DATASET RECORDS
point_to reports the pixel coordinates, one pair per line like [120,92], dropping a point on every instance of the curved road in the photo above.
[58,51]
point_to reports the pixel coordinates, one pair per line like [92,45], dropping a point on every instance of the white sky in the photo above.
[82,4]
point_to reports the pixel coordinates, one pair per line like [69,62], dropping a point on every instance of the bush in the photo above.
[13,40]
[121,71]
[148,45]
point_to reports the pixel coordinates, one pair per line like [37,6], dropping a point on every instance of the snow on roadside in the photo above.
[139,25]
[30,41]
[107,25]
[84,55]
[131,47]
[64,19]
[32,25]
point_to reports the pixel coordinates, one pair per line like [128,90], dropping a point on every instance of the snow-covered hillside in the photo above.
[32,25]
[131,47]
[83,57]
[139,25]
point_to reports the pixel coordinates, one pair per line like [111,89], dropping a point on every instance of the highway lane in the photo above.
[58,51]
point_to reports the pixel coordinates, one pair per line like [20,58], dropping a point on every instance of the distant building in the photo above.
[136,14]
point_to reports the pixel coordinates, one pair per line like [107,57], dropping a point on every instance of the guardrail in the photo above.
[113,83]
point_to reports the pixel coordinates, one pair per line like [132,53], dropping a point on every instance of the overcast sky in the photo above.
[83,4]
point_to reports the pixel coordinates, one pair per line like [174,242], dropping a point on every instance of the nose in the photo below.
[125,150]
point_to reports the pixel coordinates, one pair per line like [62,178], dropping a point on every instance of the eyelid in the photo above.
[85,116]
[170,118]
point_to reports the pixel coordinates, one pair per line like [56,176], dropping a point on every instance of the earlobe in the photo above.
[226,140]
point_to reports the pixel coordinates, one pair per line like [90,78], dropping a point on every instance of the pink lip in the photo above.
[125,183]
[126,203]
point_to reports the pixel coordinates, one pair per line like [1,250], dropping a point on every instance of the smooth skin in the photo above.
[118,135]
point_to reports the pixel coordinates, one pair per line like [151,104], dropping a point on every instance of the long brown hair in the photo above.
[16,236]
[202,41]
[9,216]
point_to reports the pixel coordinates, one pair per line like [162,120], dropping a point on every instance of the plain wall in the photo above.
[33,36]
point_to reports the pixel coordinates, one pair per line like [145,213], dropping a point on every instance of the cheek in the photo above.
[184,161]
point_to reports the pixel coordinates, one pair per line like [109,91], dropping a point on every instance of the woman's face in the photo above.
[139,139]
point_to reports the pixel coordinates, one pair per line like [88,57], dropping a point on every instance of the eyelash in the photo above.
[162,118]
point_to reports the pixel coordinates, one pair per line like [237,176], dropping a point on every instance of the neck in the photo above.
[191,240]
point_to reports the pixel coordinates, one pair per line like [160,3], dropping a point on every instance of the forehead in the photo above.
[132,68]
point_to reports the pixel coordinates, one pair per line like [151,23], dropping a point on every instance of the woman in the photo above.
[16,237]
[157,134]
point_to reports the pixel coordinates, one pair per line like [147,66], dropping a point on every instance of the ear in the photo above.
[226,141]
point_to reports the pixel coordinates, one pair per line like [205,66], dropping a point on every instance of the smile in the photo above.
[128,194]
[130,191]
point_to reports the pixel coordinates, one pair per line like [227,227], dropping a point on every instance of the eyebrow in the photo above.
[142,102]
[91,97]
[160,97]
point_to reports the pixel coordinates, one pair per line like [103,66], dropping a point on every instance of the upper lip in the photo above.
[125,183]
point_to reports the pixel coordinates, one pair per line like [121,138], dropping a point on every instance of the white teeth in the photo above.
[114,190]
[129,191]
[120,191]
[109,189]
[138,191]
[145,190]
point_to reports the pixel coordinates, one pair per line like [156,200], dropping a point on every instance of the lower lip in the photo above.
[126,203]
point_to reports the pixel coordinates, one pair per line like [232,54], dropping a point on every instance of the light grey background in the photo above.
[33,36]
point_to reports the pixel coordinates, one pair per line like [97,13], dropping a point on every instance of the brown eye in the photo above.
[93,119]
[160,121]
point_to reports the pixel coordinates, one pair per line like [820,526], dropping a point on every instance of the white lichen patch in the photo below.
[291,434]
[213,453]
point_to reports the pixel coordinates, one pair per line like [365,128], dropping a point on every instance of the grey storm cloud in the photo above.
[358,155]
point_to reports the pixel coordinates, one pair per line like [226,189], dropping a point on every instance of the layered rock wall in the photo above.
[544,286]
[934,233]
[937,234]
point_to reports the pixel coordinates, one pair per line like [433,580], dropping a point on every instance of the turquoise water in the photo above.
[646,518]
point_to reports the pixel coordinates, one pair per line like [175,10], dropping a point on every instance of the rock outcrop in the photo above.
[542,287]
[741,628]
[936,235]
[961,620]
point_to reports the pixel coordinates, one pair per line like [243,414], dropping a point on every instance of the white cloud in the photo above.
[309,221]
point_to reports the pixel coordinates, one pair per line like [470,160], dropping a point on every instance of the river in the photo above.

GIVEN REQUEST
Exactly reproduce the lines from the one containing "water in the photo above." through the end of the records, and only those lines.

SOLUTION FOR THIS PROBLEM
point_to reports the pixel coordinates, one pair per line like [433,580], dropping a point on every instance of the turquoise water in the photo above.
[646,518]
point_to reports the pixel coordinates, one pair per line like [175,10], dropping a point on every instance of the rock outcrop in the photo above.
[542,287]
[741,628]
[936,235]
[961,620]
point_to reports the pixel coordinates, one pair per line like [243,414], dropping a point on every instance of the white cloud in the photo above.
[309,221]
point_to reports the pixel coordinates, one pair per line like [470,160], dropping a point on every instance of the river in the photo above.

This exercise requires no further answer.